The task: Reproduce the listing below, substituting "grasp planner" for every occurrence of "pick planner" and leaving everything else unchanged.

Extracted material:
========================

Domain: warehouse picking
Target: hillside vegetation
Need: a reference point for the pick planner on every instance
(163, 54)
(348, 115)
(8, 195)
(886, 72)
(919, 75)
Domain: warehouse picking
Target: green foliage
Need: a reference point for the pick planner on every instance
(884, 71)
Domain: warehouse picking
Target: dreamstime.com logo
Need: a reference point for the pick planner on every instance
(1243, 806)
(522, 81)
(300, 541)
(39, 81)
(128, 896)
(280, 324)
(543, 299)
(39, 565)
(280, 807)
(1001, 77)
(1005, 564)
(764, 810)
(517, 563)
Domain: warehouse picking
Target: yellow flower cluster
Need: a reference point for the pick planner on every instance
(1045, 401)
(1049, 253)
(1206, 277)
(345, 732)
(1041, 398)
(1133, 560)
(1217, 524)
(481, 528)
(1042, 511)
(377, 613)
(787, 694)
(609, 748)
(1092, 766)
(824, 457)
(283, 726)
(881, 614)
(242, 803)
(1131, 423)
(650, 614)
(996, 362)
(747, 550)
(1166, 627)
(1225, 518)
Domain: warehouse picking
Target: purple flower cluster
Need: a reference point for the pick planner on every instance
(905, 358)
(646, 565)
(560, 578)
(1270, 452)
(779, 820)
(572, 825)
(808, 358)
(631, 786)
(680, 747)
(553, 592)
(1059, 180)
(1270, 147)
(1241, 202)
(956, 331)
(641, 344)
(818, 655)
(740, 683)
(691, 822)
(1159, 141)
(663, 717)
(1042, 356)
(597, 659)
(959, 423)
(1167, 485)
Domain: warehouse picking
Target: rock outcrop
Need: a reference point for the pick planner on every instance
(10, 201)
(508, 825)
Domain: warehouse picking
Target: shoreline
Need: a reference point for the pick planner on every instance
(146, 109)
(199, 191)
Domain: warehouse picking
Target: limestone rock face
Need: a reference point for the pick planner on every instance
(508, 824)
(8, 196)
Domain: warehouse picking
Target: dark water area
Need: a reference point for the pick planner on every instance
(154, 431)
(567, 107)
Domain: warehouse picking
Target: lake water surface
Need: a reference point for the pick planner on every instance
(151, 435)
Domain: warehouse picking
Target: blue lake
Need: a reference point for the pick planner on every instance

========================

In response:
Domain: warehouse picking
Target: hillside vegetation
Need: a reference point for the grasp planner on every instance
(163, 54)
(348, 115)
(8, 195)
(886, 72)
(919, 75)
Domain: warehouse picking
Target: green foliage
Need: a reference point for the grasp planner on every instance
(884, 71)
Domain: warehouse picking
Target: dreamstime.com logo
Need: a reference point for the grasp planner on every instance
(1243, 806)
(522, 81)
(300, 541)
(39, 81)
(128, 896)
(280, 324)
(543, 299)
(39, 565)
(280, 807)
(1001, 77)
(1005, 564)
(764, 810)
(517, 563)
Domain: warehouse picking
Target: yellow flower cluster
Need: a reference point for the grasp planner on every instance
(1045, 401)
(1049, 253)
(1206, 277)
(345, 732)
(1041, 398)
(1133, 560)
(1217, 524)
(481, 528)
(1042, 511)
(377, 613)
(787, 694)
(609, 748)
(1092, 766)
(824, 457)
(283, 726)
(881, 614)
(242, 803)
(1131, 423)
(650, 614)
(996, 362)
(747, 550)
(1166, 627)
(1225, 518)
Domain: warehouse picking
Target: purple flower cluster
Need: a reference point for the grasp planner on every instance
(905, 358)
(646, 565)
(560, 578)
(1270, 452)
(779, 820)
(572, 825)
(808, 358)
(631, 786)
(680, 747)
(553, 592)
(1059, 180)
(1270, 147)
(1241, 202)
(956, 331)
(641, 344)
(818, 655)
(740, 683)
(691, 822)
(1159, 141)
(663, 717)
(1042, 356)
(597, 659)
(959, 423)
(1167, 485)
Domain: warehouse picking
Target: rock outcrop
Need: a reference point for the grasp planner on every instance
(10, 201)
(508, 825)
Domain: warehouse picking
Target: shoreline
Need: a reference point for the grasp planner on every instance
(146, 109)
(199, 191)
Domain: warehouse picking
Target: limestone rock face
Need: a reference point for the grasp planner on every instance
(508, 824)
(8, 196)
Domain: warehouse picking
Target: dark water area
Need: a reference point for the grasp planner on every instance
(154, 431)
(567, 107)
Domain: warehouse picking
Target: lake water surface
Need: a reference point for the grasp planner on every instance
(151, 435)
Domain: warehouse picking
Target: blue lake
Need: a reference point for the grasp planner on every instance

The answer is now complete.